Start of Text passage
The deepening trilateral pact blending energy corridors and defence cooperation is reshaping eastern Mediterranean geopolitics, sharpening tensions with Turkey
02 February, 2026

In late December, Israel, Greece, and Cyprus approved a new framework to deepen defence cooperation in the eastern Mediterranean.

The agreement marked the latest step in a rapidly expanding trilateral partnership combining military coordination, energy infrastructure, and political alignment.

Marketed by the three governments as contributing to regional “stability and security”, the agreement comes amid accelerating militarisation and mounting tensions with Turkey.

As offshore gas projects multiply and regional rivalries entrench, Greece and Cyprus are facilitating Israel’s regional integration, a development that poses urgent questions about militarisation, energy securitisation, and third-party complicity amid the devastating war on Gaza, labelled a genocide by the United Nations.
End of Text passage
Request A –
From the article on the Israel, Greece and Cyprus defense pact, reproduce word for word the part that opens with the words containing "The deepening trilateral" and closes with "the eastern Mediterranean.".
Request B –
Pick up the article on the trilateral Israel, Greece and Cyprus partnership where it stops, and write what comes next.
Start of Record list
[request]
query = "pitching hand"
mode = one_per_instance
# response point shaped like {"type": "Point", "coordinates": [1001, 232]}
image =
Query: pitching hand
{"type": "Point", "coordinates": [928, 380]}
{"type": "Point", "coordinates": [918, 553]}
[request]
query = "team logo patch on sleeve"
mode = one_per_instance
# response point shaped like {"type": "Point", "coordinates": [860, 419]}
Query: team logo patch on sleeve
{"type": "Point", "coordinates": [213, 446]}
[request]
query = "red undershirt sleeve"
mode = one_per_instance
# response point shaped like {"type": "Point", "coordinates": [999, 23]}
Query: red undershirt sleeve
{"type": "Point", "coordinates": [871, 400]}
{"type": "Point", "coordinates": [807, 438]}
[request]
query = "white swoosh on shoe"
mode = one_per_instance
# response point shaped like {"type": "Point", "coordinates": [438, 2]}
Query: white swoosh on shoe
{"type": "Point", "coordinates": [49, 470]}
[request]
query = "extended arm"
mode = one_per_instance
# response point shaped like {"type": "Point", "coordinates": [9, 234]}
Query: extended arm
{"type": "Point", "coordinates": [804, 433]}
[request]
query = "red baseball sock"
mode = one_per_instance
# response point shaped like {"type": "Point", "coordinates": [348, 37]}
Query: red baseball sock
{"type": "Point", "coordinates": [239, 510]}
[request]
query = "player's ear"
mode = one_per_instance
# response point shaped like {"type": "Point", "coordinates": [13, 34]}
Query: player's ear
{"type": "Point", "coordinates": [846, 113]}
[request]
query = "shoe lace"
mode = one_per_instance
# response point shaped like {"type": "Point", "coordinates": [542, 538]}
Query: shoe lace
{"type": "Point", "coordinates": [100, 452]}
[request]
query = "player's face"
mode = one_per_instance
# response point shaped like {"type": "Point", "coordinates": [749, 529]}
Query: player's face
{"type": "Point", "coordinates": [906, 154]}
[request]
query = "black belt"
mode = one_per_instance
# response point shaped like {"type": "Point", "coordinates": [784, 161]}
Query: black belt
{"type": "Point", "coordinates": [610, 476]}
End of Record list
Exercise answer A –
The deepening trilateral pact blending energy corridors and defence cooperation is reshaping eastern Mediterranean geopolitics, sharpening tensions with Turkey
02 February, 2026

In late December, Israel, Greece, and Cyprus approved a new framework to deepen defence cooperation in the eastern Mediterranean.

Exercise answer B –
Trilateral framework: Militarisation and regional rivalries

The agreement between Israel, Greece, and Cyprus entails a common framework for military collaboration, paving the way for intensified naval and air force exercises, and closer coordination on security planning and crisis-response mechanisms.

The announcement followed a summit bringing together Cypriot President Nikos Christodoulides, Greek Prime Minister Kyriakos Mitsotakis, and Israeli Prime Minister Benjamin Netanyahu, which reaffirmed maritime security and energy interconnection as pillars of the trilateral partnership.

The agreement underscores a deepening strategic alignment closely watched by Turkey. Standing alongside his counterparts, Netanyahu warned that “those who fantasise they can reestablish their empires and their dominion over our lands” should “forget it” - a thinly veiled reference to Ankara.

A deepening alignment

The framework introduced new military capabilities that will further entrench the alignment between Greece, Cyprus, and Israel. While operational details remain limited, the establishment of a common crisis-response force signals deeper military coordination in the eastern Mediterranean, with significant involvement from the Israeli Air Force and Navy.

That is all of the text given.